Among the records, which lines include "wall"? List them.

------------------------

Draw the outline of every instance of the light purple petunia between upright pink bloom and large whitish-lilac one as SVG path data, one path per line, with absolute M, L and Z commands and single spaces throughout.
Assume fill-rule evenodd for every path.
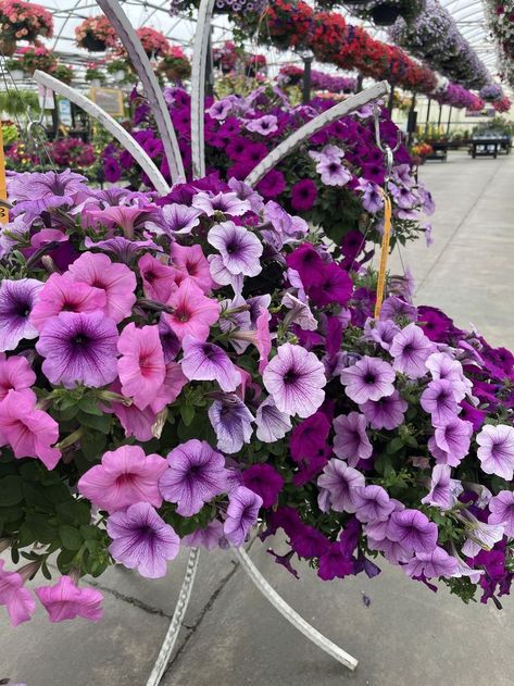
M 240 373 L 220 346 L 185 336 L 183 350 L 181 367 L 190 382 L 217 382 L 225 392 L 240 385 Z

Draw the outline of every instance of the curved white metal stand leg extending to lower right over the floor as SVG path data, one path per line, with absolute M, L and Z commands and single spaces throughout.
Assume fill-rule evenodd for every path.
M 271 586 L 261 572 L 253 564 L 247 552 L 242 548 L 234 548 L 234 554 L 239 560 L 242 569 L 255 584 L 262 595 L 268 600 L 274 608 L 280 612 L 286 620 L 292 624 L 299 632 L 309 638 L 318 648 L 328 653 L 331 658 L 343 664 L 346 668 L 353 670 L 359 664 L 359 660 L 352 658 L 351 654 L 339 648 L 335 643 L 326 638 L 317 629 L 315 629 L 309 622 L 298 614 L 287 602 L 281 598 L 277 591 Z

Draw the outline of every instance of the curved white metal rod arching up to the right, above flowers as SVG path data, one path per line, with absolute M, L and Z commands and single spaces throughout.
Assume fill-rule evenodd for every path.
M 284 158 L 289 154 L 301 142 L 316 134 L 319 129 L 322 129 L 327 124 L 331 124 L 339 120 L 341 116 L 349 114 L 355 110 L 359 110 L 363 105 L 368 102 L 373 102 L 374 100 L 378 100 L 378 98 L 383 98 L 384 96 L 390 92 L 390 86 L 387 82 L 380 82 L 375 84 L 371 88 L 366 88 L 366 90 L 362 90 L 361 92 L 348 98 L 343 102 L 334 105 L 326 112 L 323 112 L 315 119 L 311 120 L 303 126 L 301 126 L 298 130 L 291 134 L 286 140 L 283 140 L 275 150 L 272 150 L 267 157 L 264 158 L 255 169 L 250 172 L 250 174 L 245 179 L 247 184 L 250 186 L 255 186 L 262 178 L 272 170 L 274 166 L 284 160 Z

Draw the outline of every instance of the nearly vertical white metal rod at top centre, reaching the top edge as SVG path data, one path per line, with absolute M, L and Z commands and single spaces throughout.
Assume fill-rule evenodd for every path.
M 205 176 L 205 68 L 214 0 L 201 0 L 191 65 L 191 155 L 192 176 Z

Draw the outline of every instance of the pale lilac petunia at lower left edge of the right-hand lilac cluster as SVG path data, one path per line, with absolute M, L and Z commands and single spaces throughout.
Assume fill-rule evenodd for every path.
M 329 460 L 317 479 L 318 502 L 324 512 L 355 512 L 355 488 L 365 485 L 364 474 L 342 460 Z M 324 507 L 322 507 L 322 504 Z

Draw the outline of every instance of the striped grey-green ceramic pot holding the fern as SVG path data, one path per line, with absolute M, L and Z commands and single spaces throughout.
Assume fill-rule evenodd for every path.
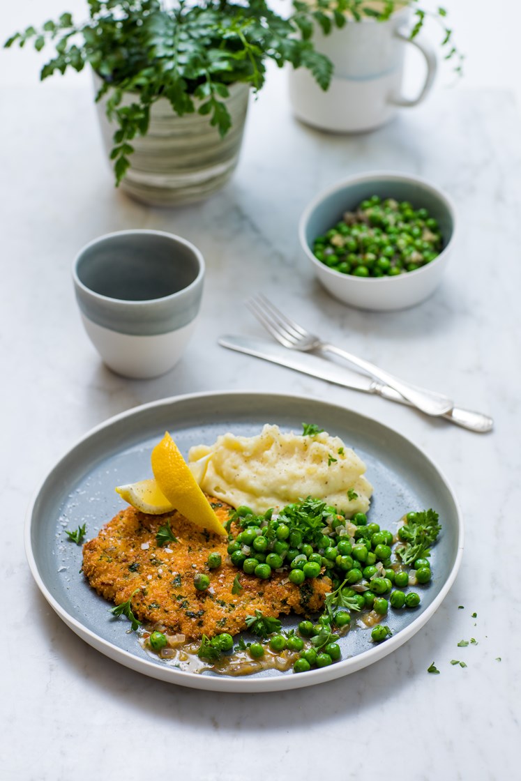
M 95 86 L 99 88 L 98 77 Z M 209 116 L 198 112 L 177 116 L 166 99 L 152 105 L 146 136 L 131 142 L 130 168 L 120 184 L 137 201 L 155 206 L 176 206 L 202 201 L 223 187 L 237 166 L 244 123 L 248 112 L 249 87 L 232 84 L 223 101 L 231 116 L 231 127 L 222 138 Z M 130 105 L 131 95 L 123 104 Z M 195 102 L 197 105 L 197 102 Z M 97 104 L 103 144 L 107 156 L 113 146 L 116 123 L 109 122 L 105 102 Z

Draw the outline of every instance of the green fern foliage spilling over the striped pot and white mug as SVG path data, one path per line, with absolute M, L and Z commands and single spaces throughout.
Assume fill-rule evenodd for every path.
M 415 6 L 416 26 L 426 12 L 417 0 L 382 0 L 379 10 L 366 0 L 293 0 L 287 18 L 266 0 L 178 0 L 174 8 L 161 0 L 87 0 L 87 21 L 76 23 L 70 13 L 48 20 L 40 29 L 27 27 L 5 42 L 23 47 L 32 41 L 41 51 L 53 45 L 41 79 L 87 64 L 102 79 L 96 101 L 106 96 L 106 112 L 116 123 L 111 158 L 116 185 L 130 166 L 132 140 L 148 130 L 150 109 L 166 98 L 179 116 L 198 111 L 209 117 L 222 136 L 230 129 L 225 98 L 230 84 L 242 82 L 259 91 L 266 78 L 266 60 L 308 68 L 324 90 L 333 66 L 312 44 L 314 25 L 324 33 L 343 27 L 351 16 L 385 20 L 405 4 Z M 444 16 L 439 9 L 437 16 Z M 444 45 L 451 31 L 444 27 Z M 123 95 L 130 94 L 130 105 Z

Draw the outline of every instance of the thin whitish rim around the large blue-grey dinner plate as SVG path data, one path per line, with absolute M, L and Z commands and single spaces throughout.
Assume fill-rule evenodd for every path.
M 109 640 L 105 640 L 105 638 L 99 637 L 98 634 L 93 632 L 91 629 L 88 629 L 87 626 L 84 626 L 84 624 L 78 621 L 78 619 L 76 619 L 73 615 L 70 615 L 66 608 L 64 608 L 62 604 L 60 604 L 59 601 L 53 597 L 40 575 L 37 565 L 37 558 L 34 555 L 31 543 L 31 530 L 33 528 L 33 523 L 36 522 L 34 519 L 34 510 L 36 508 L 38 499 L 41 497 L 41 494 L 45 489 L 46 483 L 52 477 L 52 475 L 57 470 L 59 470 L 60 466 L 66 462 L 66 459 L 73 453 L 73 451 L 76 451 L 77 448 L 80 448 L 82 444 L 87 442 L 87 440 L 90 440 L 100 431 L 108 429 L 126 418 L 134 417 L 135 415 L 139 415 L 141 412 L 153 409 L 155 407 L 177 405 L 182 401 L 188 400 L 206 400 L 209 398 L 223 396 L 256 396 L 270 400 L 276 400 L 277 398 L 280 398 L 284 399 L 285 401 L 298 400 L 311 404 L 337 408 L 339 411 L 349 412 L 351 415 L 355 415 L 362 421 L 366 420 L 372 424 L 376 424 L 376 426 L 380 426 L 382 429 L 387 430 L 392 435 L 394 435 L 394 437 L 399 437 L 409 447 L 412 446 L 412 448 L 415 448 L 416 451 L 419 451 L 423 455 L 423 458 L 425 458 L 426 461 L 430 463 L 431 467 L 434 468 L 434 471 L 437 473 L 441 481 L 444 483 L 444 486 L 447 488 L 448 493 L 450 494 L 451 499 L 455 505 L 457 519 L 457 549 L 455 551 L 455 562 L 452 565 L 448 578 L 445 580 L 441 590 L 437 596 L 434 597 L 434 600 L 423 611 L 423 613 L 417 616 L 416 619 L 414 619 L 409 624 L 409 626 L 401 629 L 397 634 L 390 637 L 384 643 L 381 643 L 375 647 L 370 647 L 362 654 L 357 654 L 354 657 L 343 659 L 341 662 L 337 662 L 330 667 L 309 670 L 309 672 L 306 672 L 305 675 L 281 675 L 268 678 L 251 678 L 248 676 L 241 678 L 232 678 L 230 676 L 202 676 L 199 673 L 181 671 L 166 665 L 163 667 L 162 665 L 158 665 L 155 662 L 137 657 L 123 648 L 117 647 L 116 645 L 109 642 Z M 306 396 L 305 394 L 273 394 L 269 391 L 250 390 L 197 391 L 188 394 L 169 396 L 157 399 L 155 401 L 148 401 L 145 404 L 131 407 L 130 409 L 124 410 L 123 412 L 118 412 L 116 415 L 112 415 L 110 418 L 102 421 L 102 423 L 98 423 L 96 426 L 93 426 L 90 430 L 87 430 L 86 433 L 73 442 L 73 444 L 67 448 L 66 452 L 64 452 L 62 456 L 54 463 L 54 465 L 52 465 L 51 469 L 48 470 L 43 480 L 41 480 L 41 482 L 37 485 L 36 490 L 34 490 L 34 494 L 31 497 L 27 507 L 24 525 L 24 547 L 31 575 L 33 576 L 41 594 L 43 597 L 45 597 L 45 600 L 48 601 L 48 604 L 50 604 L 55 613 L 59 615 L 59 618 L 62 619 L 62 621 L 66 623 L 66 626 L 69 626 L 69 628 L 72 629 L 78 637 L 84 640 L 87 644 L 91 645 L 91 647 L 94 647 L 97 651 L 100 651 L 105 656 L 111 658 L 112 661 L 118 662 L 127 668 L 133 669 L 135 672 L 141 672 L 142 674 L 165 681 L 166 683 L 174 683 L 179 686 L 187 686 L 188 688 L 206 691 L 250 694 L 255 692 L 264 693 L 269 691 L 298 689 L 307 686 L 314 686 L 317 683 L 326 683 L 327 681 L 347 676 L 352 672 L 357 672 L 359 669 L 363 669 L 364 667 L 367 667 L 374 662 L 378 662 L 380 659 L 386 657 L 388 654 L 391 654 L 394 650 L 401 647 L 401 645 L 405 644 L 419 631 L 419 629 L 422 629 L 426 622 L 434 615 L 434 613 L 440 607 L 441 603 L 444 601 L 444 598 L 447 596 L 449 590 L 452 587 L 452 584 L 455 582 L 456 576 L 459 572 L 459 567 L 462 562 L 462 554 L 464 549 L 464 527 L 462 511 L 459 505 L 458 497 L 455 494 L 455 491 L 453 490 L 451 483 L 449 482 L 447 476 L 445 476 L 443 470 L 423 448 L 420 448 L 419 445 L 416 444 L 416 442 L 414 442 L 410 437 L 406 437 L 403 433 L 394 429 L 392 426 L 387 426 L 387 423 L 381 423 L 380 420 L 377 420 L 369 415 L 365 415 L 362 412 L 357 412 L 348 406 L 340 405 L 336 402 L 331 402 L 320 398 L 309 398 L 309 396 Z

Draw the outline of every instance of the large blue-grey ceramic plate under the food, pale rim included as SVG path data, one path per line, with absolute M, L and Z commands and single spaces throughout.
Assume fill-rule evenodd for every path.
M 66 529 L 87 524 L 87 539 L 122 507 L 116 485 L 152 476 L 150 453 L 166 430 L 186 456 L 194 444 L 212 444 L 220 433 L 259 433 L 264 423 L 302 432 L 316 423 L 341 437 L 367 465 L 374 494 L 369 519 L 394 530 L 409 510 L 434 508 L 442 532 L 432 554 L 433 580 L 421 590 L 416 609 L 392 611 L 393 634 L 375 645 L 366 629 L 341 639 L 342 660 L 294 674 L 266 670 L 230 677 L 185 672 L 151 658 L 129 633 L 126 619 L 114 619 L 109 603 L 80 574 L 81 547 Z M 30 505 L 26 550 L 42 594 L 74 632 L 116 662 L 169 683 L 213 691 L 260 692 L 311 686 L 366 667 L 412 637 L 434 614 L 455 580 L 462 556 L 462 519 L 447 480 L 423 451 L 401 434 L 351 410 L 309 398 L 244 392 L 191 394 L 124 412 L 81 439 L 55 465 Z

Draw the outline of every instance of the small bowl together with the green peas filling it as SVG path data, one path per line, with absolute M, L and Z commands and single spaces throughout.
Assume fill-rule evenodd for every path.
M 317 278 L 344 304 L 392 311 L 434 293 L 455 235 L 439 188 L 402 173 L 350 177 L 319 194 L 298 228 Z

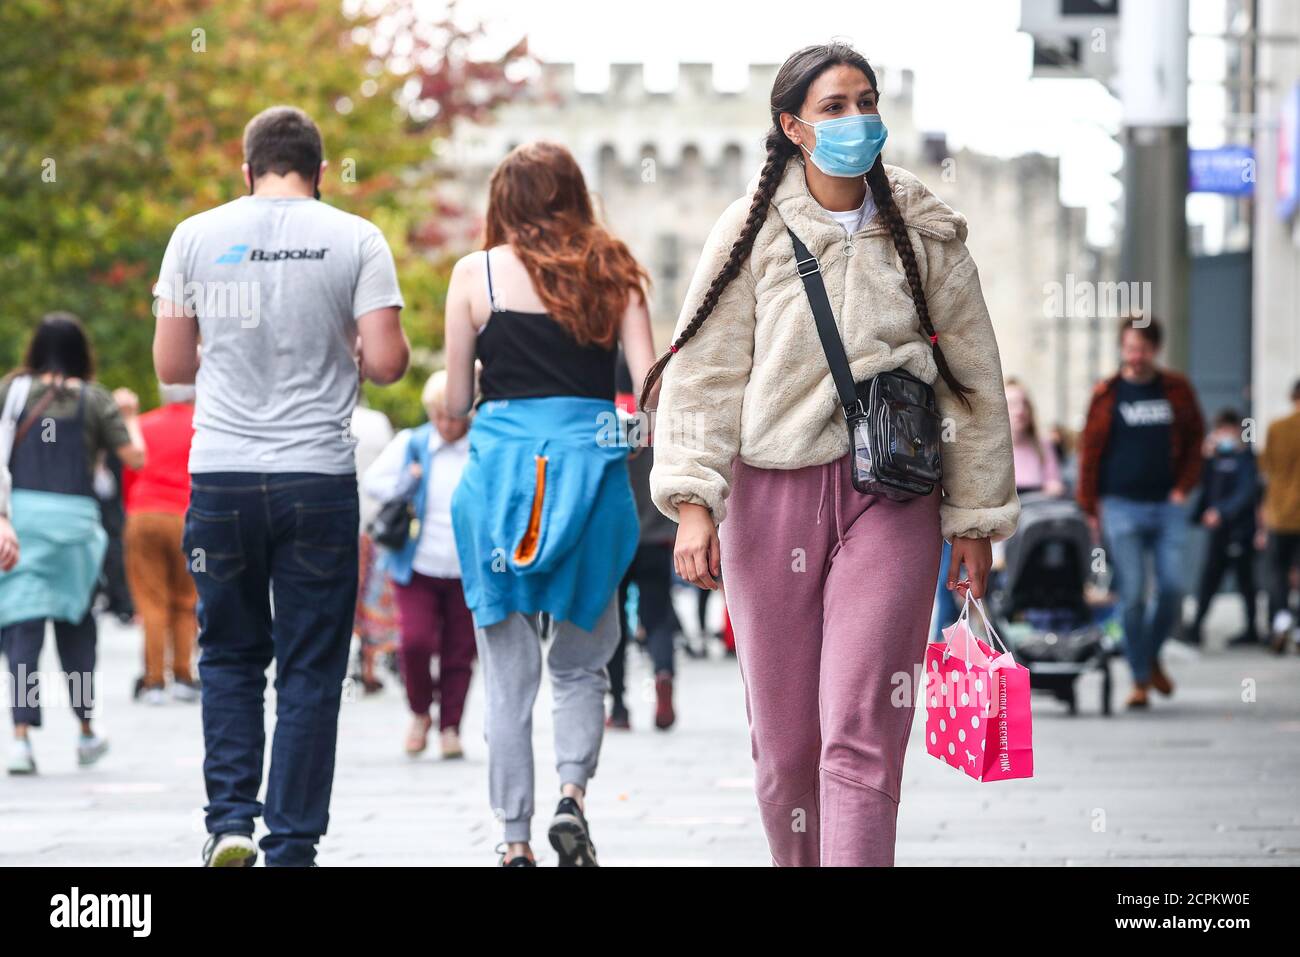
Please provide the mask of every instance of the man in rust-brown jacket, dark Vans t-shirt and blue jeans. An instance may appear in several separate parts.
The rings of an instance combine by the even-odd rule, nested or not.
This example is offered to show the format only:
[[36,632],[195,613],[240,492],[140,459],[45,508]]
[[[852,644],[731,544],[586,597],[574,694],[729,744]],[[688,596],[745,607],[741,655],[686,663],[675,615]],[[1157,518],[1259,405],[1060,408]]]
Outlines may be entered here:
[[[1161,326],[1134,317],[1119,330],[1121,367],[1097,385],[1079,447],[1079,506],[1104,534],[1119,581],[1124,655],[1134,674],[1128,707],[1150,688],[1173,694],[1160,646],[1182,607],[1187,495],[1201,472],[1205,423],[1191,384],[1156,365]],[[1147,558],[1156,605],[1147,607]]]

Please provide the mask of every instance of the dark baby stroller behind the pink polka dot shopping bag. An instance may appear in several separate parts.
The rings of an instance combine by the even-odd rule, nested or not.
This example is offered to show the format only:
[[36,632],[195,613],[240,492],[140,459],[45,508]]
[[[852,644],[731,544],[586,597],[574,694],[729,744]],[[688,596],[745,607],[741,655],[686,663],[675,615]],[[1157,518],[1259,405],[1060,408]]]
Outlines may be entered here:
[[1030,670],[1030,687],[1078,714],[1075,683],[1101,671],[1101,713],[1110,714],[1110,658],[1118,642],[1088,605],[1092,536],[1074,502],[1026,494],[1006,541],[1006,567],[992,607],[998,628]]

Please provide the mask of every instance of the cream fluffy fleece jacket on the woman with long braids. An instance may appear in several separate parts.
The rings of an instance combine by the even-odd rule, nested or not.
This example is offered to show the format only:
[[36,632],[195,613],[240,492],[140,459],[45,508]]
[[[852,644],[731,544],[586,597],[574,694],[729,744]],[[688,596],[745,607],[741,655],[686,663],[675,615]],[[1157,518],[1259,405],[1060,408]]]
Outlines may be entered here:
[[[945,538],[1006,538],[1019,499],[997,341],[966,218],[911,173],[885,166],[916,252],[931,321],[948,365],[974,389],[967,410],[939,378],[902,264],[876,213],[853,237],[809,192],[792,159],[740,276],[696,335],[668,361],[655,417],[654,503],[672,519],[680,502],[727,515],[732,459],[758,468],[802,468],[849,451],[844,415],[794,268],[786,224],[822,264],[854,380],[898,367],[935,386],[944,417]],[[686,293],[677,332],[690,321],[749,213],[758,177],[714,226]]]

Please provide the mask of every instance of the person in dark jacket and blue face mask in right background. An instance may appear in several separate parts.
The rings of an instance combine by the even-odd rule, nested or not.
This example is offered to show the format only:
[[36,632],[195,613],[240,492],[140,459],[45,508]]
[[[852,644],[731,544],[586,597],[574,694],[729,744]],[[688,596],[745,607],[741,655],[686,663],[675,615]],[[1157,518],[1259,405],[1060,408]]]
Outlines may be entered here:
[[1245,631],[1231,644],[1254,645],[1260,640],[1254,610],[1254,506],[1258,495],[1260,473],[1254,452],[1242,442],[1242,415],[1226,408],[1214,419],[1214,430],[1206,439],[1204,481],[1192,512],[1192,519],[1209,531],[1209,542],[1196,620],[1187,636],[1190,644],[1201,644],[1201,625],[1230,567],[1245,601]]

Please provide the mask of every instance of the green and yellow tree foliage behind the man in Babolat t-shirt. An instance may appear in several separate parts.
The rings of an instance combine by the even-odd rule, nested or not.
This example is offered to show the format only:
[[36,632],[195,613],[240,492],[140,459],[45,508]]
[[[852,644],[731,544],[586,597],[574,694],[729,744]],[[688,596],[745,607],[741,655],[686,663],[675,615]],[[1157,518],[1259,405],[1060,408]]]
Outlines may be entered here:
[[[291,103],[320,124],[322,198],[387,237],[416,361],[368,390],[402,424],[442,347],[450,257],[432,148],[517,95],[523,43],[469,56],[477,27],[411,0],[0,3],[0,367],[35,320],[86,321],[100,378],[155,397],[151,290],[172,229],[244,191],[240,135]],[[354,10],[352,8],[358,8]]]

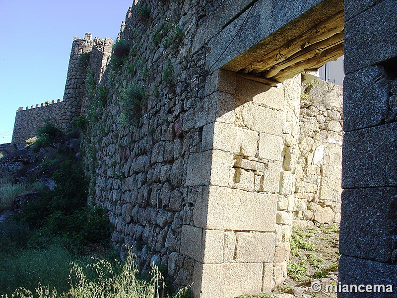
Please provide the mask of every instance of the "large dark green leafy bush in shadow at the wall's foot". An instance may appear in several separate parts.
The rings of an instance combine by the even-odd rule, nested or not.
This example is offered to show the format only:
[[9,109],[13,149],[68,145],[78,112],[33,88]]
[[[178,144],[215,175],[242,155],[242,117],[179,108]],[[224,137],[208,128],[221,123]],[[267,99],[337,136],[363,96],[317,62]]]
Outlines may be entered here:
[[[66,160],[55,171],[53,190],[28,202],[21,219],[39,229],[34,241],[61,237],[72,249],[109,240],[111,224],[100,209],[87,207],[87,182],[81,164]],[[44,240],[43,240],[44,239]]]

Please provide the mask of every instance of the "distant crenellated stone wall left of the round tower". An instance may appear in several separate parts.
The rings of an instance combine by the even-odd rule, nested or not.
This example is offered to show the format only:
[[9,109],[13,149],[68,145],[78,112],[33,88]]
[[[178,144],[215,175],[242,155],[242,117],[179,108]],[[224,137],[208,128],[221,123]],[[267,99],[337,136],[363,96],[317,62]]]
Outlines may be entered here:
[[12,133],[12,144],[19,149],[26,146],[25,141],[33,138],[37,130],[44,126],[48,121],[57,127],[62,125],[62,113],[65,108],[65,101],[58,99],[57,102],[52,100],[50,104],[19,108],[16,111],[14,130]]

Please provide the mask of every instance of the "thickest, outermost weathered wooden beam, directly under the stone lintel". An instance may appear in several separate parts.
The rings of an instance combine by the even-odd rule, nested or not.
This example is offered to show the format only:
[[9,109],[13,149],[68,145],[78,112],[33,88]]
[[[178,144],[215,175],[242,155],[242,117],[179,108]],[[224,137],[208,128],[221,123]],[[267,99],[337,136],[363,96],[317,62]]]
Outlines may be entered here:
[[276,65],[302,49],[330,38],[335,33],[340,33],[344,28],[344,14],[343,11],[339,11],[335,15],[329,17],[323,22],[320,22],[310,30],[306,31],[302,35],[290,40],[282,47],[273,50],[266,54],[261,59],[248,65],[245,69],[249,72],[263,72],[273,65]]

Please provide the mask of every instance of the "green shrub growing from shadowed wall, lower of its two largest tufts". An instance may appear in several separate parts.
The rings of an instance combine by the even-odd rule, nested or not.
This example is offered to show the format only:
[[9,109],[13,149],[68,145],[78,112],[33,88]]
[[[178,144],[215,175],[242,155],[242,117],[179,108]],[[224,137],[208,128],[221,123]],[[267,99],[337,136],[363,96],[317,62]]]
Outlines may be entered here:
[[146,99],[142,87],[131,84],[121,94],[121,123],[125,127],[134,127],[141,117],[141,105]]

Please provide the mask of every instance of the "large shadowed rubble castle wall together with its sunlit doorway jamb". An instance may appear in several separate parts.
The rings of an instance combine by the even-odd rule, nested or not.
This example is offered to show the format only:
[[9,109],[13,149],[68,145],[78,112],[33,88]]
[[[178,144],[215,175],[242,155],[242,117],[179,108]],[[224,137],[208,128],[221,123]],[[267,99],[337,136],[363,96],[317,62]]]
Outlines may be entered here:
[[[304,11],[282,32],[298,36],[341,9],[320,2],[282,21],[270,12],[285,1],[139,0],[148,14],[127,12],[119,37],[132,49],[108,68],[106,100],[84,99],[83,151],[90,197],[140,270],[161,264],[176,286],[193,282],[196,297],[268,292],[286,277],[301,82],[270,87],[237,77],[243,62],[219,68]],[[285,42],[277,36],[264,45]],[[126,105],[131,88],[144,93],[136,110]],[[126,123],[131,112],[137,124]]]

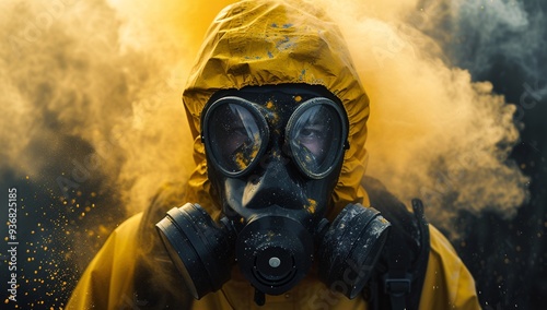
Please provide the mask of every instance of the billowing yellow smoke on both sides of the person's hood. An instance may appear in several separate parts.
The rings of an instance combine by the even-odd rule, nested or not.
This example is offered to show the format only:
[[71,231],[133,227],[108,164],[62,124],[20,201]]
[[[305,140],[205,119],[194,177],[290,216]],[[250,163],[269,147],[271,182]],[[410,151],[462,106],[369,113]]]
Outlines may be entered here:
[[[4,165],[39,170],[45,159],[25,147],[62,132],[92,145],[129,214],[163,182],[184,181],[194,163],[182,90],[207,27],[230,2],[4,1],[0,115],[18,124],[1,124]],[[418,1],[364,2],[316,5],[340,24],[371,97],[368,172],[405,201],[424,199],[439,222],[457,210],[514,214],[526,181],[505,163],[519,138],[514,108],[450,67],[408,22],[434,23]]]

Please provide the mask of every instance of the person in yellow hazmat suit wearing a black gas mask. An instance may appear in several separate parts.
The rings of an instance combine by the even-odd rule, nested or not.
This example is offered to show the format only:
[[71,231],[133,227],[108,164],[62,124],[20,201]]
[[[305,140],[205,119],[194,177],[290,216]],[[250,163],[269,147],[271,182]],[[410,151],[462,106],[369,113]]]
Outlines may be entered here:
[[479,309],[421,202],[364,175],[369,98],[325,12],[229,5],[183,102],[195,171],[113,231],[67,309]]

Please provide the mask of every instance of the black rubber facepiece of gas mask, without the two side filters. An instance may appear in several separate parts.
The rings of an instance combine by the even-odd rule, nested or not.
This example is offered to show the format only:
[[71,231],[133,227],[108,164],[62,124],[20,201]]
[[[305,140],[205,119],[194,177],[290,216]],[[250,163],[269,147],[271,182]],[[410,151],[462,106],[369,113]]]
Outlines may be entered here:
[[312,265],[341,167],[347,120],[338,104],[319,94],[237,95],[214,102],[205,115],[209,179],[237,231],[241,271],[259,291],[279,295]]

------------------------

→ **Task answer**:
Please provide the mask of every instance of the "large dark green leafy bush in shadow at the wall's foot". An instance may appear in several separate parts.
Please provide the mask of every instance of the "distant crenellated stone wall left of the round tower". An instance may appear in several separate parts.
Please provide the mask of every instance of the "green shrub growing from shadowed wall, lower of its two largest tufts". An instance may appear in several separate parts.
Please provide the mask of every instance of the "large shadowed rubble castle wall together with its sunlit doorway jamb". An instance may appear in several separate parts.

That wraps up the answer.